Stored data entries
========
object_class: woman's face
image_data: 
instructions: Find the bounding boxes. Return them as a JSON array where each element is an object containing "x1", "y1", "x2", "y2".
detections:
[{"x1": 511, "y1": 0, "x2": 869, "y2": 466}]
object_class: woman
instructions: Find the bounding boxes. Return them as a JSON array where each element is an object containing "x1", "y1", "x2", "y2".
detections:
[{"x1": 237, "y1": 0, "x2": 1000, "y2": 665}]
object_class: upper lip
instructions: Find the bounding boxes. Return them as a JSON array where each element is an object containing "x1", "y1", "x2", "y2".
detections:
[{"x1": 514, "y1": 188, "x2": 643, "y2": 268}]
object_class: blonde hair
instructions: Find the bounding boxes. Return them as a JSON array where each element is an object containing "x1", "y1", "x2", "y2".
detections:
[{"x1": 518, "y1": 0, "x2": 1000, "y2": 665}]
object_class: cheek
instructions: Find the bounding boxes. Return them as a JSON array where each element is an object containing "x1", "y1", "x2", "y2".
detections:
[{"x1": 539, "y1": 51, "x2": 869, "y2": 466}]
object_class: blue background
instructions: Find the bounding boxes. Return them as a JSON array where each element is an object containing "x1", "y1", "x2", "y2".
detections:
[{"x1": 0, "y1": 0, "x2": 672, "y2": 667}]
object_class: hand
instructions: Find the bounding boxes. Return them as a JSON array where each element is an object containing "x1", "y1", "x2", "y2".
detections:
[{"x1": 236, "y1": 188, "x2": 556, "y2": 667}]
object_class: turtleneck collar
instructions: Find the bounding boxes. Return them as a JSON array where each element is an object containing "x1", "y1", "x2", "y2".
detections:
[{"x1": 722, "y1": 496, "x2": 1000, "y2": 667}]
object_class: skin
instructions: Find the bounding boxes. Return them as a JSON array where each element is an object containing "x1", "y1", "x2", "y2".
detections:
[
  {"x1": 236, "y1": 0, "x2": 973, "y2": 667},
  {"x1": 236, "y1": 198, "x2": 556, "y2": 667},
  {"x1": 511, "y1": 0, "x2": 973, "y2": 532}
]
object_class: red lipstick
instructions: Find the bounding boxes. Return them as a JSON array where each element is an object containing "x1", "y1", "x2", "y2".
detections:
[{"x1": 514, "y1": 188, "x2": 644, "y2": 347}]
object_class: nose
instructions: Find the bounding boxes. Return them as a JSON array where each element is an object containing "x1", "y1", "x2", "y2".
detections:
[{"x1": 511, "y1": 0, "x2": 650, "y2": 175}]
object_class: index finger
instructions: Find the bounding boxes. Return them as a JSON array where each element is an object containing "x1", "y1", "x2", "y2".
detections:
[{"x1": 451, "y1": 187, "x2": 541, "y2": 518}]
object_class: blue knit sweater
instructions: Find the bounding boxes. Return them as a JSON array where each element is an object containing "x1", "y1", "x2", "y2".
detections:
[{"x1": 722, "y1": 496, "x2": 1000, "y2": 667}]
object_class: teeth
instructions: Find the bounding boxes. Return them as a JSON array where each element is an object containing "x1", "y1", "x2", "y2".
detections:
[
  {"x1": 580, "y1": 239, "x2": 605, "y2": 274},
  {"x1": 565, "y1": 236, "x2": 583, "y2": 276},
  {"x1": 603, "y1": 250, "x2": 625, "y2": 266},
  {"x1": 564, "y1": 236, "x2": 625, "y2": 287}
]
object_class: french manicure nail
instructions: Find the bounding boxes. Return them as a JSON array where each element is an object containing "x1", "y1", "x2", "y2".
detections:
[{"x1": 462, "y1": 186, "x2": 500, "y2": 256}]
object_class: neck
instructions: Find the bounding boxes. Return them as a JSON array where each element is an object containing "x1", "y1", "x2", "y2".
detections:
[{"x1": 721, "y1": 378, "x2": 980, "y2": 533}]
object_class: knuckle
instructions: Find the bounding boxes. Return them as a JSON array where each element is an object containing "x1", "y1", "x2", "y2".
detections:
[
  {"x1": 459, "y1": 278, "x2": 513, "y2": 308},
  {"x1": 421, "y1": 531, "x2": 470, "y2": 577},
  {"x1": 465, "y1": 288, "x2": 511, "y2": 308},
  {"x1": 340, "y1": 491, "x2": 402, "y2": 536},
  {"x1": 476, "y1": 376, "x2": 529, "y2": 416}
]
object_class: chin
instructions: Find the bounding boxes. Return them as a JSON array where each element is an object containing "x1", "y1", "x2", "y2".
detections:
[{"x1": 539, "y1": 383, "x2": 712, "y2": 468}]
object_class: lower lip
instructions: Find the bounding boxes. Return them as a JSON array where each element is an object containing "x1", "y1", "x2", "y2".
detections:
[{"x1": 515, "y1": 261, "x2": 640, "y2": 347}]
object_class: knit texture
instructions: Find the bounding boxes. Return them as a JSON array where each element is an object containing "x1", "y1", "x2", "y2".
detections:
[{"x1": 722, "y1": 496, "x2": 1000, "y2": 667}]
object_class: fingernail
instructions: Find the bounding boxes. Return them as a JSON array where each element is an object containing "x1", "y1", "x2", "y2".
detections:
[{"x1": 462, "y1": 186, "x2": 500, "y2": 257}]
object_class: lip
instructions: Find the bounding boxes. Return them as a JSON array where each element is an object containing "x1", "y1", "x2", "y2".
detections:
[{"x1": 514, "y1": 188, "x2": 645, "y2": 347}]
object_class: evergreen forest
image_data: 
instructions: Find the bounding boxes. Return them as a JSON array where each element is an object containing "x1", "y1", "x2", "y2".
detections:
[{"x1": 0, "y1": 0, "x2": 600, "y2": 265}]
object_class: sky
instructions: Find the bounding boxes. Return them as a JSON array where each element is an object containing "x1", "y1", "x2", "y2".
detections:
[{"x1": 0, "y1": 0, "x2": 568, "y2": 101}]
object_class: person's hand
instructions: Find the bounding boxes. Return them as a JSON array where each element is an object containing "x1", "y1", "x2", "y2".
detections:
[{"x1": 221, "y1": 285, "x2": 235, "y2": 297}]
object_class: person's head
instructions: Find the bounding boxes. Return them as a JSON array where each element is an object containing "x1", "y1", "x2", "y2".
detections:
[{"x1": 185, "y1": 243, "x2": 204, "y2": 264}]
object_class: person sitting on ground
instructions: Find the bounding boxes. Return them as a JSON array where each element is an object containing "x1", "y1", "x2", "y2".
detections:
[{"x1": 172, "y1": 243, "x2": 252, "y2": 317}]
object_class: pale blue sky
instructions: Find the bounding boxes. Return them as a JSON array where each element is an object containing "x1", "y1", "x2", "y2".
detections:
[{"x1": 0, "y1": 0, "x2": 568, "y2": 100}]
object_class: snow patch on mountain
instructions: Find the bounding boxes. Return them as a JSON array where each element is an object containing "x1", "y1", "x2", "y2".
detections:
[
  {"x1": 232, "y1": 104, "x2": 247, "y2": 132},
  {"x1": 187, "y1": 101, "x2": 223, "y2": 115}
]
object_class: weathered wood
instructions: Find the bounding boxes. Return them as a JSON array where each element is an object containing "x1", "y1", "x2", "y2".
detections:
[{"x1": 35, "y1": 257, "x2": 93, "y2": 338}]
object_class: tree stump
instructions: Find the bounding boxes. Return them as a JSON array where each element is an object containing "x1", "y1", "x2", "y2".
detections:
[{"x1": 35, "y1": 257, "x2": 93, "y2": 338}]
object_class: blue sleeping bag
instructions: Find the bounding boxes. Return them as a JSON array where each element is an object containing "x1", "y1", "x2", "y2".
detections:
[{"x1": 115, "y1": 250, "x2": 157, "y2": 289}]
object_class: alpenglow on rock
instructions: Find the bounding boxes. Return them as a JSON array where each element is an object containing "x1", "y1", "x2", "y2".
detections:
========
> **INSTRUCTIONS TO FOLLOW**: List each line from the entries above that includes the word "hand".

> **SOLUTION TO THIS EXERCISE**:
object_class: hand
object_class: person's hand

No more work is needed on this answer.